* PROBLEM *
Select and copy every line in the records below that contains the word "with".

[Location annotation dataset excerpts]
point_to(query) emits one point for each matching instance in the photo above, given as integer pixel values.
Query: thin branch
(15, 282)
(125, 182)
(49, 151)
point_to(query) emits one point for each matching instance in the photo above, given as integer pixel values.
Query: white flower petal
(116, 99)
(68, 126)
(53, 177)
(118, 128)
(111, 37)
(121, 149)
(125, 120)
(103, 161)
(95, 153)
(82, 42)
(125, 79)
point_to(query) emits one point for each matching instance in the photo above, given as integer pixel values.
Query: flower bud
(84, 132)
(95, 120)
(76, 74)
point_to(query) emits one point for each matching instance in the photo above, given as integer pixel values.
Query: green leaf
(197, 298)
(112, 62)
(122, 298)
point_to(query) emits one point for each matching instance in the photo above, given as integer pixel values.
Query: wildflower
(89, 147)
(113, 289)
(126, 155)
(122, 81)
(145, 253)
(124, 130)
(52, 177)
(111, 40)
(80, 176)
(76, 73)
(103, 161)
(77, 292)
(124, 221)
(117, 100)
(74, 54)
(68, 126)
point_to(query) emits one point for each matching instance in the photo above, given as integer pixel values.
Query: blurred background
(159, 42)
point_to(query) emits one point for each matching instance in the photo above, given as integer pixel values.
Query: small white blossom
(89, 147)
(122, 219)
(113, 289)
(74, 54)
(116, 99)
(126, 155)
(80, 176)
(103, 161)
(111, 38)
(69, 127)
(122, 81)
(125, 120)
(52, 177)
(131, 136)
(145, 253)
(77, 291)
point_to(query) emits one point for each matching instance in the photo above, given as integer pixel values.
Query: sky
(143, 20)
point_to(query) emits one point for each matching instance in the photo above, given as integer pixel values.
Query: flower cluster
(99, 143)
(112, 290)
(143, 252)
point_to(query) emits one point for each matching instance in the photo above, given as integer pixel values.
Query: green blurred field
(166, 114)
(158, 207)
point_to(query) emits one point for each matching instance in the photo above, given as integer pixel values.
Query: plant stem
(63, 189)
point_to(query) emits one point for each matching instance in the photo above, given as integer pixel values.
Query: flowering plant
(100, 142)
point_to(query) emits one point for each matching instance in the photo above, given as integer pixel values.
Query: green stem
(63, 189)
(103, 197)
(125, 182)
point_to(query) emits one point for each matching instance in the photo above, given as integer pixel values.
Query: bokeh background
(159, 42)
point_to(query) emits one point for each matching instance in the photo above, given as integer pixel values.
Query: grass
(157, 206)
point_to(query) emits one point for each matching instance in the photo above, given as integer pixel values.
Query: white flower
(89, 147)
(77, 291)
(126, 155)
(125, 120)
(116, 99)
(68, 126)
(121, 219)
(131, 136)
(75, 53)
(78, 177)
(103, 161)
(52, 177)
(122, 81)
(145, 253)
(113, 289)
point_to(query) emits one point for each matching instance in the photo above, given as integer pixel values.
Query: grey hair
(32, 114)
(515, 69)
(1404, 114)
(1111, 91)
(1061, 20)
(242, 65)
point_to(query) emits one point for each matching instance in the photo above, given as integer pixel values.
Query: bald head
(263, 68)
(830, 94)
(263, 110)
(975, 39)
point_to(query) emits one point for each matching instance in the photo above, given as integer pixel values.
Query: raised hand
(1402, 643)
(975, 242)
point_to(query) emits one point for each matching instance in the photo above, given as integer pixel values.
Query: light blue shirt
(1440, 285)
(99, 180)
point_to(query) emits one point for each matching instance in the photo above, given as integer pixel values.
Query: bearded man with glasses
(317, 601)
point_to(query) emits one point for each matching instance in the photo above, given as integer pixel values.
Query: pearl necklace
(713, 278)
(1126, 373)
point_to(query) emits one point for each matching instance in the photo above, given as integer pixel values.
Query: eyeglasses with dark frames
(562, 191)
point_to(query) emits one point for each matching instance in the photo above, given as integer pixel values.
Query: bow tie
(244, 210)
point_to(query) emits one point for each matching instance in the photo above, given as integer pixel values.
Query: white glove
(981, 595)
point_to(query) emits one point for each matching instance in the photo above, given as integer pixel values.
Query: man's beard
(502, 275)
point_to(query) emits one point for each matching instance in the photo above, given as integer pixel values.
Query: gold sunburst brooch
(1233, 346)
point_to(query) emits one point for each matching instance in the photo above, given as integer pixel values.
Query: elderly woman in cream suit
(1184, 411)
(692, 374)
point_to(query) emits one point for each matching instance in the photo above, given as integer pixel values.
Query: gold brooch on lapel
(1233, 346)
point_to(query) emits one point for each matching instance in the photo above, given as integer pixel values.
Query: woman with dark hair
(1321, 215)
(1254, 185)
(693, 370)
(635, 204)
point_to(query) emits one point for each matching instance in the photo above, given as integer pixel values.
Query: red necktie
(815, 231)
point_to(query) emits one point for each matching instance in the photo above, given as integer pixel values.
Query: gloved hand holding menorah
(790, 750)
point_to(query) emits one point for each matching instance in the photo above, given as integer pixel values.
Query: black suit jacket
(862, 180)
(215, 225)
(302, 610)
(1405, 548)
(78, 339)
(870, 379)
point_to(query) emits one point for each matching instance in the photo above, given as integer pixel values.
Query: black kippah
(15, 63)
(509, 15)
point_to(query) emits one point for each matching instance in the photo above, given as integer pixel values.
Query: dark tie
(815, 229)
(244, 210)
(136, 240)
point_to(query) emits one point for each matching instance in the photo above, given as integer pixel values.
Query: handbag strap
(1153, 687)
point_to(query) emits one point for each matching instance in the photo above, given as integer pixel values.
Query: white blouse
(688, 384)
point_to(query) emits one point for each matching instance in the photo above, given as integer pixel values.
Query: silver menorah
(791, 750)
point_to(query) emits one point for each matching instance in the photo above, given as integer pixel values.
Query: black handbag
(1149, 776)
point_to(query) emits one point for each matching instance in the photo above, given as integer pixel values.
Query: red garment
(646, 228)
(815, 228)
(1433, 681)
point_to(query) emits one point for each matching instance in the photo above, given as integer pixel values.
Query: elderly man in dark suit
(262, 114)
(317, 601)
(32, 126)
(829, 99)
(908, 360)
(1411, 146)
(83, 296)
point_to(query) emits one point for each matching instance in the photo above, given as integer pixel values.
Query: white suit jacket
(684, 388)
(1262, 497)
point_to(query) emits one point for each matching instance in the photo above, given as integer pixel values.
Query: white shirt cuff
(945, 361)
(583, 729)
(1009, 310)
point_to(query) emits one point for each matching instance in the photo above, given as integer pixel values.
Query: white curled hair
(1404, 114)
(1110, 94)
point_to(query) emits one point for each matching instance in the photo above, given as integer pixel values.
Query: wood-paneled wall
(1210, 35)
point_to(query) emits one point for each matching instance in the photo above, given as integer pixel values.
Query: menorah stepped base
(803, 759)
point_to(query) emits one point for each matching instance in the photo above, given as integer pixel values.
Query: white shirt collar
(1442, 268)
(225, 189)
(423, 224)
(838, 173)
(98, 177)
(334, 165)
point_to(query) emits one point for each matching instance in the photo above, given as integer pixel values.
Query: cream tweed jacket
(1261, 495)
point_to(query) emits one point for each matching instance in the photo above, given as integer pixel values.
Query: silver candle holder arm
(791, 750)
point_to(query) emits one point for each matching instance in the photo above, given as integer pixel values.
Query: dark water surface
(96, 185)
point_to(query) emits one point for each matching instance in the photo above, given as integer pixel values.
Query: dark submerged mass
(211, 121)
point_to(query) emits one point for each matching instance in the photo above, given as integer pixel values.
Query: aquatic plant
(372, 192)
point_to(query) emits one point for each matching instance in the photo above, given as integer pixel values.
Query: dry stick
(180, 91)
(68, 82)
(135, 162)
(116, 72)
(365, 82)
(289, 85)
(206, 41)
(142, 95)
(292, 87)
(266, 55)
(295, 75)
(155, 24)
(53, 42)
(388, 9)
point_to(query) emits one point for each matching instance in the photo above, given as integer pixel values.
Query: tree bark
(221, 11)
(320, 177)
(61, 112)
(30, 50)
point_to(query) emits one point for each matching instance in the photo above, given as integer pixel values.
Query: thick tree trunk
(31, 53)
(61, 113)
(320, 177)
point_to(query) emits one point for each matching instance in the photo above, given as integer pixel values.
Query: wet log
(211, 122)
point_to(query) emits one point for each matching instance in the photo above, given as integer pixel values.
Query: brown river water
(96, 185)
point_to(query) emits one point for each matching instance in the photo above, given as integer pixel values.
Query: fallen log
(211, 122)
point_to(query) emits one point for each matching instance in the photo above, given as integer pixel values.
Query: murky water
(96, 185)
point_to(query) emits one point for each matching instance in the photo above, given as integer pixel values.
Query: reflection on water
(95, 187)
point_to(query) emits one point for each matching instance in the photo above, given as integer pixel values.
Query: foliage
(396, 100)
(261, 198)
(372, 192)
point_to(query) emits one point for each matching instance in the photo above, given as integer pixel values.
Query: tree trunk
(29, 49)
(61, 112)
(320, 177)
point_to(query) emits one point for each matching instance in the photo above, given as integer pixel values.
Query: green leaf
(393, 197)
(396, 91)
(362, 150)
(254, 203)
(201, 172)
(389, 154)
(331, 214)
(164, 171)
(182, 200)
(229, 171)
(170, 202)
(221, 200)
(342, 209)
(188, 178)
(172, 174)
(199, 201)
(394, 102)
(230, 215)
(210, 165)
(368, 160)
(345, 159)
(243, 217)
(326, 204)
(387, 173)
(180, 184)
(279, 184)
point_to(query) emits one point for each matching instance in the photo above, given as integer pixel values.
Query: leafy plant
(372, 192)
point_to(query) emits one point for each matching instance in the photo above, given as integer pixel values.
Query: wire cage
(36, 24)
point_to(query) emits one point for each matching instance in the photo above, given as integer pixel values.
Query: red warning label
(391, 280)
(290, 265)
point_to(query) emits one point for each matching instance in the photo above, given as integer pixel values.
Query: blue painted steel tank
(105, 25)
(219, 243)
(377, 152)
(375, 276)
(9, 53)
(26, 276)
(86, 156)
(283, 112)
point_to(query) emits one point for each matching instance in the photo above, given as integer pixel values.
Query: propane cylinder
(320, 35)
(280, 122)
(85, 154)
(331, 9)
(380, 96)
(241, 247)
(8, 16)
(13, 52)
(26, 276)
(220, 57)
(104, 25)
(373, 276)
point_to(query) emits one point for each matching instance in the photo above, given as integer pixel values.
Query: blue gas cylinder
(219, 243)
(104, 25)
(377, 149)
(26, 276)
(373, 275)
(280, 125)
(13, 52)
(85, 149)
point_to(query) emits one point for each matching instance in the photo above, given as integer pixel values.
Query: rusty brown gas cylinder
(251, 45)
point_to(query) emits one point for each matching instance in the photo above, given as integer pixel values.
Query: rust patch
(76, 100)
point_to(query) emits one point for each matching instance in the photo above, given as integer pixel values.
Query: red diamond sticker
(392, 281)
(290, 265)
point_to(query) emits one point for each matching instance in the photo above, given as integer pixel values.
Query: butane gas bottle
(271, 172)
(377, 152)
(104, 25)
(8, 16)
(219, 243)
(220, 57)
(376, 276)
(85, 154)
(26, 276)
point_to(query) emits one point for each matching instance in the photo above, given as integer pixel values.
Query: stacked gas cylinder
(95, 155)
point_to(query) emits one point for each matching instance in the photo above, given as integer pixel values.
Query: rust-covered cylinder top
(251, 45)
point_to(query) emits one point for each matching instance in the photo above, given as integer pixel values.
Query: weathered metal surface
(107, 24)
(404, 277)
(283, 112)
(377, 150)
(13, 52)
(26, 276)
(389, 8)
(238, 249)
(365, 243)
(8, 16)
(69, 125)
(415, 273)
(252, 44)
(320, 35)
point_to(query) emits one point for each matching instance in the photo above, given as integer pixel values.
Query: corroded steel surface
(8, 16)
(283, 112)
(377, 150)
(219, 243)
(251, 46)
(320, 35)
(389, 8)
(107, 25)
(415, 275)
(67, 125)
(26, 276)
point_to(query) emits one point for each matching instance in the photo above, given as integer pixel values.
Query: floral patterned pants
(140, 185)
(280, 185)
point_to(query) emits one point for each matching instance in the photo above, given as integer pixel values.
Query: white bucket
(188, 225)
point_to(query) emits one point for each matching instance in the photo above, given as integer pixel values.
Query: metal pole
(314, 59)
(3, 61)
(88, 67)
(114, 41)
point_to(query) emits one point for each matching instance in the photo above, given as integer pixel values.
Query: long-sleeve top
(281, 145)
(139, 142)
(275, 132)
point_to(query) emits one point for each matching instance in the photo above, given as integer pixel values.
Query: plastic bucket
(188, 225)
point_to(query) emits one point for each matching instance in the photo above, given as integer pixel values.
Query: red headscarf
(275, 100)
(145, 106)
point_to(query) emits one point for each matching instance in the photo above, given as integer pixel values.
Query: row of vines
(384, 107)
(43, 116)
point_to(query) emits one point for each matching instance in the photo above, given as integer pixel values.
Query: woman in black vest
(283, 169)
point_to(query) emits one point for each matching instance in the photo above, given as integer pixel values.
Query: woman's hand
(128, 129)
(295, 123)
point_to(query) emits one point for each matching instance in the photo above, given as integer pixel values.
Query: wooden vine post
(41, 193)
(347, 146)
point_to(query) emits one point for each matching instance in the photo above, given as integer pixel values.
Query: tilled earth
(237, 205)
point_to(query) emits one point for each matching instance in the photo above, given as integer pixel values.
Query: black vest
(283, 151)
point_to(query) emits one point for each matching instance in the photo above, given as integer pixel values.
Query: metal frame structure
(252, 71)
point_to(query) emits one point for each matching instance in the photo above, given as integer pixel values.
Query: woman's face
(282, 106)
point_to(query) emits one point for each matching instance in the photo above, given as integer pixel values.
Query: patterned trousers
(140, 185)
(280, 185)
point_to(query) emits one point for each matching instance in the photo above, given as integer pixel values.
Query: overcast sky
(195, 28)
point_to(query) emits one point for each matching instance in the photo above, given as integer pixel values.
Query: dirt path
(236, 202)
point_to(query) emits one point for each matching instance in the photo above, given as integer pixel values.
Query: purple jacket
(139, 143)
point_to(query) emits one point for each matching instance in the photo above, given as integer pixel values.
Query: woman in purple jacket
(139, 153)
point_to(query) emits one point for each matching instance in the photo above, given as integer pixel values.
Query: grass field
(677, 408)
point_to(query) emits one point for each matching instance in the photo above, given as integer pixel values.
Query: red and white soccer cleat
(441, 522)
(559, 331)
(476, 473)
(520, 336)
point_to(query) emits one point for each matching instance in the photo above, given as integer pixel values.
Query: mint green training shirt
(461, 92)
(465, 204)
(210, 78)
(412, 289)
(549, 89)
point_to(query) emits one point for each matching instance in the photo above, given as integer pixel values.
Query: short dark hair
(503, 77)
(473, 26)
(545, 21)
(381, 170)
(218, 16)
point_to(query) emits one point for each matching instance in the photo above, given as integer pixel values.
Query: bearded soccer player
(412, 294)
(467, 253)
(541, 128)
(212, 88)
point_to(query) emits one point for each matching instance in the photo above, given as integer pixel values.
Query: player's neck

* THE OUTPUT *
Query: bearded man with glasses
Query: eyeglasses with dark frames
Query: woman with dark hair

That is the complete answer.